- What to do -
Write out the following material verbatim, reproducing each line without alteration.

- Data excerpts -
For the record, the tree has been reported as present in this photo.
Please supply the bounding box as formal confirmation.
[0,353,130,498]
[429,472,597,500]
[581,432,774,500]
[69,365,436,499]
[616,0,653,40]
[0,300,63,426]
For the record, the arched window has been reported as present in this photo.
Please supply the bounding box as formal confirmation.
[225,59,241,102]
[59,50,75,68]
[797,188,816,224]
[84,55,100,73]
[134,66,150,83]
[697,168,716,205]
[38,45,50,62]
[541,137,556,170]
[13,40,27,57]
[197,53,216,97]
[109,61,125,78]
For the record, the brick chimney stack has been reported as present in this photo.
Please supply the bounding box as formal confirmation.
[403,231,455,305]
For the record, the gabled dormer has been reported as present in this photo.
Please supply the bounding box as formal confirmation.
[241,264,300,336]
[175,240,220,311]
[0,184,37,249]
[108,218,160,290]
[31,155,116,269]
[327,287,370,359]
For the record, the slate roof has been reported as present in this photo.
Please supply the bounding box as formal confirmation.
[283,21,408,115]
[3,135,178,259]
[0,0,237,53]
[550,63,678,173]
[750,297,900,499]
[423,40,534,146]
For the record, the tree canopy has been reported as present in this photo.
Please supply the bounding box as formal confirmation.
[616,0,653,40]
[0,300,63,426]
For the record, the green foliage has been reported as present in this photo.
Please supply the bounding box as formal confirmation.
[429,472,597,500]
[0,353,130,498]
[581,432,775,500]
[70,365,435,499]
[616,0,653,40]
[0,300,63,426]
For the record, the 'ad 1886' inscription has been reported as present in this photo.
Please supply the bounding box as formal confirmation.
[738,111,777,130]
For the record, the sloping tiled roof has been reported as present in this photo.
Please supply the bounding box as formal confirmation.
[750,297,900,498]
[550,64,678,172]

- Complete answer -
For the record, the tree has been reported as present in this photo.
Please supply the bounding box as formal confirmation.
[0,353,130,498]
[429,472,597,500]
[581,432,774,500]
[69,365,436,499]
[616,0,653,40]
[0,300,63,426]
For the record, the arched window has been reported as present in this photo.
Please supply the bounding box as formal confirmation.
[225,59,241,102]
[59,50,75,68]
[797,188,816,224]
[84,55,100,73]
[134,66,150,83]
[697,168,716,205]
[38,45,50,62]
[541,137,556,170]
[13,40,27,57]
[197,53,216,97]
[109,61,125,78]
For the record, the brick chimney stack has been reported as present in this photo.
Please supply the bounding box as formal confirmation.
[403,231,455,305]
For the record, the gabled dormer has been reported as present in this photo.
Please supply the bounding box as formal confirmation.
[241,264,300,336]
[175,240,220,311]
[0,184,37,249]
[108,218,160,290]
[31,155,116,269]
[327,287,370,359]
For the record, the slate roof has been reported as present in this photo.
Please supply the bounding box as formal confirmation.
[283,21,408,115]
[3,135,178,259]
[0,0,237,53]
[550,63,678,173]
[750,297,900,499]
[423,40,534,146]
For the record, the tree canopy has been reported as present in this photo.
Please supply the bounding box as formal confirmation.
[616,0,653,40]
[0,300,63,426]
For the record, the green foliage has been reported as present in this photo.
Please supply the bounding box as formal confirmation.
[429,472,597,500]
[0,353,130,498]
[581,432,775,500]
[70,365,435,499]
[616,0,653,40]
[0,300,63,426]
For the record, the 'ad 1886' inscription has been reported as present in this photo.
Please supply the bounding box as formal confirmation.
[738,111,777,130]
For the record, the sloping tiled roof has been reported as present in this photo.
Please supply the bounding box as formal confirmation.
[750,297,900,498]
[550,64,678,172]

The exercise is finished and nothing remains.